= WORK TO COMPLETE =
Output all of the entries below precisely as written.
[AVAILABLE DATA Boundary: Start]
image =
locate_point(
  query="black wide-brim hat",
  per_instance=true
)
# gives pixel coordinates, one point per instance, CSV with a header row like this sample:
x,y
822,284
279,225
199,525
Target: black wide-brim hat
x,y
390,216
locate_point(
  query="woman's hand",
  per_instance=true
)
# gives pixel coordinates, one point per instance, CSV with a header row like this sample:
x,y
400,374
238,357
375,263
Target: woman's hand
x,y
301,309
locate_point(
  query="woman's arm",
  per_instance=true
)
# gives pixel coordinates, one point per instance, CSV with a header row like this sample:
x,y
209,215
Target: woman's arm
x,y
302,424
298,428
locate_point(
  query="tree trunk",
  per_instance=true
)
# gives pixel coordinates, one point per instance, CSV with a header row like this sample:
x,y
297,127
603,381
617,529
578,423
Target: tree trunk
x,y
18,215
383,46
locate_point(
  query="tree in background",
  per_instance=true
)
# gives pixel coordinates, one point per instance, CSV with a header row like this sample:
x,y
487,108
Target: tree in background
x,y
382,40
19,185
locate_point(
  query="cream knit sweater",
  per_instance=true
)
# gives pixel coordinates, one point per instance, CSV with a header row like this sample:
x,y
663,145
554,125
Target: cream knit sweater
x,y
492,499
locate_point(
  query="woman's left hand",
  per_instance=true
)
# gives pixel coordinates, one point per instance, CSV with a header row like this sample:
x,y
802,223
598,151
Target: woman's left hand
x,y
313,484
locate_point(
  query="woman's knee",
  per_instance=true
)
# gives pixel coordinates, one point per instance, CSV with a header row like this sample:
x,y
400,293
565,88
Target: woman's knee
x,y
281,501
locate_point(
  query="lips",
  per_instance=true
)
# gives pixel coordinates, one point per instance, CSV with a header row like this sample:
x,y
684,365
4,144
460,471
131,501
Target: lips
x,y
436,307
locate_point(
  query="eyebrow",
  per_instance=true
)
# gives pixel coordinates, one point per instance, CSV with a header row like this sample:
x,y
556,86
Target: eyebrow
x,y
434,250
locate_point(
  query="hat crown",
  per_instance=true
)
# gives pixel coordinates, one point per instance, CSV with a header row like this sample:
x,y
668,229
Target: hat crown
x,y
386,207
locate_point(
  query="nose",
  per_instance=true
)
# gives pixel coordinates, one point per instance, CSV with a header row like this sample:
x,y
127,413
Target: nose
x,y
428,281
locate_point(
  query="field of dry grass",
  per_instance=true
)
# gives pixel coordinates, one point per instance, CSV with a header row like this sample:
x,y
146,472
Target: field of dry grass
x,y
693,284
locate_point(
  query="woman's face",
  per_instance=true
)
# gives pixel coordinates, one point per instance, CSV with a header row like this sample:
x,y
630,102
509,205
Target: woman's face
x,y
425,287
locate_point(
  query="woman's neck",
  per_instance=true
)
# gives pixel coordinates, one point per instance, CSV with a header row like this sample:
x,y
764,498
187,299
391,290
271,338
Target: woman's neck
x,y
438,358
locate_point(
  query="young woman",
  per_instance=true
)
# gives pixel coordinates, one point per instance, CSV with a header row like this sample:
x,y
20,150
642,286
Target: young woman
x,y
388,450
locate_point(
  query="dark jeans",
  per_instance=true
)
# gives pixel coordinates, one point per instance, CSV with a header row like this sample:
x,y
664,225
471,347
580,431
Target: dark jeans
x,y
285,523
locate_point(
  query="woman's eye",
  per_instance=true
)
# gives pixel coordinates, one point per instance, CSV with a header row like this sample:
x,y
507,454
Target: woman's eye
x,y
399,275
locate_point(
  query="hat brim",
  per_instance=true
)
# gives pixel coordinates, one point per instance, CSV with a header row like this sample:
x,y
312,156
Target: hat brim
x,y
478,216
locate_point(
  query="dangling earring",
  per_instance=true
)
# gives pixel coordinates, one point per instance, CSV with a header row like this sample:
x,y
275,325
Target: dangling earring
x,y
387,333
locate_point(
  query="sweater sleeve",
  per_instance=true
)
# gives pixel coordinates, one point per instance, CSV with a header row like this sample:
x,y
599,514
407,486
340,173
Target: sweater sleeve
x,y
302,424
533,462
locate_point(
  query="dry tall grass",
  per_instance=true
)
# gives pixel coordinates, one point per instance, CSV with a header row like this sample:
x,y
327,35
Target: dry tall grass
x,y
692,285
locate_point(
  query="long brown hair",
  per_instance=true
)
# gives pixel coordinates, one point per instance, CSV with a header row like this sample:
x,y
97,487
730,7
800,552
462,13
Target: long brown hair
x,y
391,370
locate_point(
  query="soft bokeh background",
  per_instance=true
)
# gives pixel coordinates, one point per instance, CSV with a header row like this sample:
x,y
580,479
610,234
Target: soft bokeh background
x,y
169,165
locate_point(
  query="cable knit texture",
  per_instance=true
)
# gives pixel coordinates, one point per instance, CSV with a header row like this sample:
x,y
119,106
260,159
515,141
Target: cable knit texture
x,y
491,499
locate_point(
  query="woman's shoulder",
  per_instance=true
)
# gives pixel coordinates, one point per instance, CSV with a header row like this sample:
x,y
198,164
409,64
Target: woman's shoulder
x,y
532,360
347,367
[AVAILABLE DATA Boundary: End]
= WRITTEN ANSWER =
image =
locate_point(
  query="black wide-brim hat",
  per_instance=true
)
# gives pixel coordinates, one point per instance, CSV with a header row like this sample:
x,y
822,284
279,225
199,525
Target: black wide-brim hat
x,y
390,216
locate_point(
  query="woman's hand",
  per_instance=true
)
# gives pixel coordinates, one point per instance, CSV with a header row like this sample:
x,y
400,374
238,357
375,263
Target: woman's hand
x,y
301,309
locate_point(
  query="woman's arm",
  per_instance=true
)
# gives pixel coordinates, one point per instance, CSV with a header row like this sample:
x,y
209,215
Target: woman's arm
x,y
302,424
298,428
locate_point(
  query="tree trunk",
  per_instance=true
)
# gives pixel coordinates, one point per instance, CSV with a header row like this sample:
x,y
297,127
603,381
617,529
578,423
Target: tree trunk
x,y
18,215
383,46
locate_point(
  query="tree in background",
  per_instance=true
)
# gives pixel coordinates, one point per instance, CSV with a header row like this sample:
x,y
487,108
Target: tree in background
x,y
382,40
19,185
locate_point(
  query="cream knit sweater",
  per_instance=true
)
# gives pixel coordinates, one point per instance, CSV with a header row like this sample:
x,y
663,145
554,125
Target: cream knit sweater
x,y
492,499
locate_point(
  query="woman's left hand",
  per_instance=true
)
# gives pixel coordinates, one point per instance, CSV with a header row like this sample:
x,y
802,223
598,151
Target: woman's left hand
x,y
313,484
locate_point(
  query="woman's knee",
  per_instance=true
)
# gives pixel coordinates, one point per instance, CSV with a header row like this sample:
x,y
400,293
565,88
Target: woman's knee
x,y
281,501
locate_point(
  query="lips",
  per_instance=true
)
# gives pixel coordinates, one point per instance, CSV with a header row like this sample:
x,y
684,365
4,144
460,471
131,501
Target: lips
x,y
436,307
locate_point(
  query="eyebrow",
  per_instance=true
)
# gives pixel coordinates, one point per instance, CSV with a header row like this sample:
x,y
556,86
Target: eyebrow
x,y
434,250
locate_point(
  query="hat crown",
  per_instance=true
)
# gives pixel coordinates, one point per instance, CSV with a header row like this sample:
x,y
668,229
Target: hat crown
x,y
386,207
locate_point(
  query="nose",
  per_instance=true
)
# gives pixel coordinates, one point per instance, CSV with a header row like this sample:
x,y
127,413
Target: nose
x,y
428,281
locate_point(
  query="field of dry grass",
  per_instance=true
)
# gives pixel coordinates, one point per instance, CSV with a header row like this sample:
x,y
146,472
Target: field of dry grass
x,y
693,284
locate_point(
  query="woman's face",
  per_instance=true
)
# gives pixel coordinates, one point per instance, CSV with a header row like this sample:
x,y
630,102
509,205
Target: woman's face
x,y
425,287
locate_point(
  query="woman's neck",
  per_instance=true
)
# gives pixel coordinates, one point per instance, CSV with a header row like this sample:
x,y
764,498
187,299
391,290
271,338
Target: woman's neck
x,y
438,358
locate_point(
  query="young woman",
  per_instance=true
)
# gives pixel coordinates, one point per instance, CSV with a header row like this sample:
x,y
20,150
642,286
Target: young woman
x,y
388,450
locate_point(
  query="dark jeans",
  per_instance=true
)
# gives pixel coordinates, one point per instance, CSV with a header row like this sample:
x,y
664,225
471,347
580,431
Target: dark jeans
x,y
285,523
locate_point(
  query="woman's eye",
  per_instance=true
)
# gives pixel coordinates, one point per instance, CSV with a header row like this sample:
x,y
507,454
Target: woman's eye
x,y
399,275
locate_point(
  query="hat brim",
  per_instance=true
)
# gives pixel coordinates, one point per instance, CSV with a header row like this sample:
x,y
312,156
Target: hat brim
x,y
478,216
locate_point(
  query="dangling earring",
  per_instance=true
)
# gives pixel coordinates, one point per instance, CSV with a header row like this sample:
x,y
275,325
Target: dangling earring
x,y
387,333
locate_point(
  query="sweater sleeve",
  per_instance=true
)
# gives pixel coordinates, one point per instance, CSV with a header row like this sample:
x,y
599,514
407,486
340,173
Target: sweater sleeve
x,y
302,424
533,462
locate_point(
  query="dry tall grass",
  per_instance=true
)
# gives pixel coordinates, one point per instance, CSV with a header row like this sample:
x,y
327,35
Target: dry tall grass
x,y
692,285
locate_point(
  query="long brown hair",
  per_instance=true
)
# gives pixel coordinates, one point per instance, CSV with a header row like this sample:
x,y
97,487
730,7
800,552
462,13
Target: long brown hair
x,y
391,370
locate_point(
  query="soft bokeh background",
  per_instance=true
)
# gives pixel coordinates, one point per instance, CSV with a header row like this sample:
x,y
580,479
610,234
Target: soft bokeh background
x,y
169,165
locate_point(
  query="cable knit texture",
  per_instance=true
)
# gives pixel coordinates, one point per instance, CSV with a header row like this sample:
x,y
119,106
260,159
515,141
Target: cable knit texture
x,y
491,499
locate_point(
  query="woman's shoulder",
  per_instance=true
)
# gives pixel coordinates, one point per instance, CSV with a header row like this sample:
x,y
198,164
409,64
Target: woman's shoulder
x,y
532,360
347,367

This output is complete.